(Records drawn from a dataset)
>>
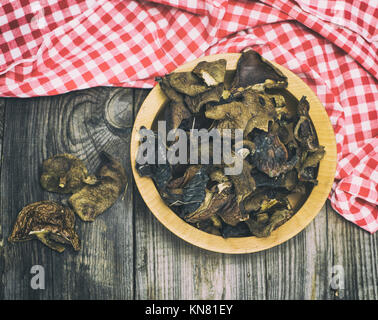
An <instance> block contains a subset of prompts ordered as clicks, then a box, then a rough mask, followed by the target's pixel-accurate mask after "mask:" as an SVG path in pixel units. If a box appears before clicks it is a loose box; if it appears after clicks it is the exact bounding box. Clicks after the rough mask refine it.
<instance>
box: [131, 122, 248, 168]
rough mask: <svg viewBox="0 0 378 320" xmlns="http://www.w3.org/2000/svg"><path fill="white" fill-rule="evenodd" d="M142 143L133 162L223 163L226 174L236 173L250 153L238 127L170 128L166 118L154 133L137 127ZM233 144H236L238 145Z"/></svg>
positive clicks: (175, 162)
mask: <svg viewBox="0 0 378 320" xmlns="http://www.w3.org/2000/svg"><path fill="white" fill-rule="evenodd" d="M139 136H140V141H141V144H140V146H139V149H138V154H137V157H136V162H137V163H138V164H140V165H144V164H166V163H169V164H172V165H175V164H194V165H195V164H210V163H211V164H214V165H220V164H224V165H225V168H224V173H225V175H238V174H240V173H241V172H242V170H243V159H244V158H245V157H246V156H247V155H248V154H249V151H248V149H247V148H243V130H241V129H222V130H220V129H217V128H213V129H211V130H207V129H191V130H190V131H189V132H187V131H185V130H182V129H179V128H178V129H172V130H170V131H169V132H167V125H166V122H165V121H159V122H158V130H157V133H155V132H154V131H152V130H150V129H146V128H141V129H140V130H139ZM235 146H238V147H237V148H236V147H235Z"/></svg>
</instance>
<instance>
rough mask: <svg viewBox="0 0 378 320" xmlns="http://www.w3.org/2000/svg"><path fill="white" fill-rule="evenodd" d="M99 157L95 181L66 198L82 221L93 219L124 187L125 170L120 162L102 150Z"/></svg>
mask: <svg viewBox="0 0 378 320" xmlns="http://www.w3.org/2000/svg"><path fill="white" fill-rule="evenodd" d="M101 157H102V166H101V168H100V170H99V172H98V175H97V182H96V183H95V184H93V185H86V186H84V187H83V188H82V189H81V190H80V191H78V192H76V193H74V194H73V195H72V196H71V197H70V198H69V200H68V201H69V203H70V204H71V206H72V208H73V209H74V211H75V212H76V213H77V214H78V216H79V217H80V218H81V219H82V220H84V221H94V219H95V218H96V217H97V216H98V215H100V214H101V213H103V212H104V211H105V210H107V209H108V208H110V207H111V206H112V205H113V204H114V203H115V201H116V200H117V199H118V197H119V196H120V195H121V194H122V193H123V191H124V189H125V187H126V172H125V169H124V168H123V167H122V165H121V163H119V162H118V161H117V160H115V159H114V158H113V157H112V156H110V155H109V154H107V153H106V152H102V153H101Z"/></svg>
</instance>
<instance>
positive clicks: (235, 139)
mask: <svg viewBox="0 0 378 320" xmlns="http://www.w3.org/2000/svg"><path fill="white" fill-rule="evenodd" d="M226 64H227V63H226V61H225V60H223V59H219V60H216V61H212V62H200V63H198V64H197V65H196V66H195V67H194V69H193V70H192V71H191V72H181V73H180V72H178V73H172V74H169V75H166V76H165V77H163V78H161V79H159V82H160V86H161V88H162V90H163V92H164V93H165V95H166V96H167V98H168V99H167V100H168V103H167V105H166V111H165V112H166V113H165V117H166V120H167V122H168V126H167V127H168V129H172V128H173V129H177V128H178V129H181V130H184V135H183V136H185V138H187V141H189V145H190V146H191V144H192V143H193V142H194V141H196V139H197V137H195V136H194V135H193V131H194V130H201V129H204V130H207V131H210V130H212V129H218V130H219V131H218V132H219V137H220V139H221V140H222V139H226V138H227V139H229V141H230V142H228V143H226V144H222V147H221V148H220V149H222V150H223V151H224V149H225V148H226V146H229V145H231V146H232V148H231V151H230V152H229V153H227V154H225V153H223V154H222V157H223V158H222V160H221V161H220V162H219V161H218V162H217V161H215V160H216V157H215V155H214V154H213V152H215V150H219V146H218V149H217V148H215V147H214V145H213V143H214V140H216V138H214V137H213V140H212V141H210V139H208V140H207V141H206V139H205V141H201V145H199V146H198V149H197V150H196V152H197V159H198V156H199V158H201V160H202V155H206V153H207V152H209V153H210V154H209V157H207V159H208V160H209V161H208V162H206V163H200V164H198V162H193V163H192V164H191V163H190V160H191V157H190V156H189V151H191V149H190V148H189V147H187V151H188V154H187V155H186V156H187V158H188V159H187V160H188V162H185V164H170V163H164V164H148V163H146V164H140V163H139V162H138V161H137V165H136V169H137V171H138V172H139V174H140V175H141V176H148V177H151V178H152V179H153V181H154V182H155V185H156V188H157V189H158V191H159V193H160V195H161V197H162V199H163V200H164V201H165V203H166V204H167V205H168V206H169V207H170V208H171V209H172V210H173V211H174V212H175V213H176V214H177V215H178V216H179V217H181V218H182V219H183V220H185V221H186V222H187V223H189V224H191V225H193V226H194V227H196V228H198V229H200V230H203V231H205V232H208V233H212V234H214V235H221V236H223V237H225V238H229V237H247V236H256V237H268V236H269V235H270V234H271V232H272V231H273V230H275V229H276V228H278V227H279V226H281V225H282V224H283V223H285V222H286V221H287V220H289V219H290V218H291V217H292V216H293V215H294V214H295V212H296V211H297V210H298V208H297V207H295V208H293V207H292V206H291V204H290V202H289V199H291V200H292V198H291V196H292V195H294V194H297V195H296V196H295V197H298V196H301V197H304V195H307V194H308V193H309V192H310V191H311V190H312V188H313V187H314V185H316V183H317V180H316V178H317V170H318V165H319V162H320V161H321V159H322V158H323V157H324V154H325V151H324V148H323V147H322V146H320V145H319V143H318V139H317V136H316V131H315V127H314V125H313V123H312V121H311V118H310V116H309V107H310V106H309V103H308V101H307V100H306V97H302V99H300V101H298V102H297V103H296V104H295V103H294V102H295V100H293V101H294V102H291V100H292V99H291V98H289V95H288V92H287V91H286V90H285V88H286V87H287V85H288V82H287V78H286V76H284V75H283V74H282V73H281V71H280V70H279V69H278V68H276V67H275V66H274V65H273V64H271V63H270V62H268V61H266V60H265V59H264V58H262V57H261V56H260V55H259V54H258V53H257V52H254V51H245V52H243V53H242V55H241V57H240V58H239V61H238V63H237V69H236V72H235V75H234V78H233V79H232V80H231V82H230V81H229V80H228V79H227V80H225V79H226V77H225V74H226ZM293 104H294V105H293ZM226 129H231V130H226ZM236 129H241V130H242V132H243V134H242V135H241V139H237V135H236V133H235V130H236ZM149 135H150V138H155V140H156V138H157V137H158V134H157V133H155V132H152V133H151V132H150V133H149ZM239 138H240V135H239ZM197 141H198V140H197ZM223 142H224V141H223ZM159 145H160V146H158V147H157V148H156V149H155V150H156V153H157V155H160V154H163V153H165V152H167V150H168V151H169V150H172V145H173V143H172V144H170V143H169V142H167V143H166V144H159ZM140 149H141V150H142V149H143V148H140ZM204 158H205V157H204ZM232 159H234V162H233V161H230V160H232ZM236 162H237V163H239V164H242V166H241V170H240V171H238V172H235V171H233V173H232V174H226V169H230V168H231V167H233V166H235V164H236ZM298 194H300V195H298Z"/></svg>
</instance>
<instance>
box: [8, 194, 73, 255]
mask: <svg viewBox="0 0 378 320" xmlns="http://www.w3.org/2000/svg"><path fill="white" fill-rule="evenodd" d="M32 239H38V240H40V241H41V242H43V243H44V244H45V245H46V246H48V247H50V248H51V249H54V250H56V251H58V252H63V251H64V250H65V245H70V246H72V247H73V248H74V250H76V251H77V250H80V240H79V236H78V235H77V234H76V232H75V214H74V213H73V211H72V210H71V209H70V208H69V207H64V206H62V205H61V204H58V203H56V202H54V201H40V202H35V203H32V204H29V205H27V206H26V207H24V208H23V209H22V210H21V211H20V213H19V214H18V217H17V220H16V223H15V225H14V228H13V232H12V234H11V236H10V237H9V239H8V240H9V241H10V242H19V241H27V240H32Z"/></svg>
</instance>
<<
**Exercise**
Rewrite the records from the start through the line that contains "positive clicks: (175, 162)", changing "rough mask" to "coarse mask" everywhere and keeping everything else the same. Leave the pictures out.

**Solution to this problem**
An <instance> block contains a subset of prompts ordered as clicks, then a box, then a coarse mask, followed by the target's pixel-accurate mask after "mask:" as an SVG path in pixel units. If a box appears before clicks it is a loose box; if it appears after clicks it is the exact bounding box. Clicks after the coarse mask refine it.
<instance>
box: [131, 122, 248, 168]
coarse mask: <svg viewBox="0 0 378 320" xmlns="http://www.w3.org/2000/svg"><path fill="white" fill-rule="evenodd" d="M142 143L133 162L223 163L226 174L236 173L250 153L238 127L170 128L166 118L154 133L137 127ZM233 144H236L238 145Z"/></svg>
positive clicks: (175, 162)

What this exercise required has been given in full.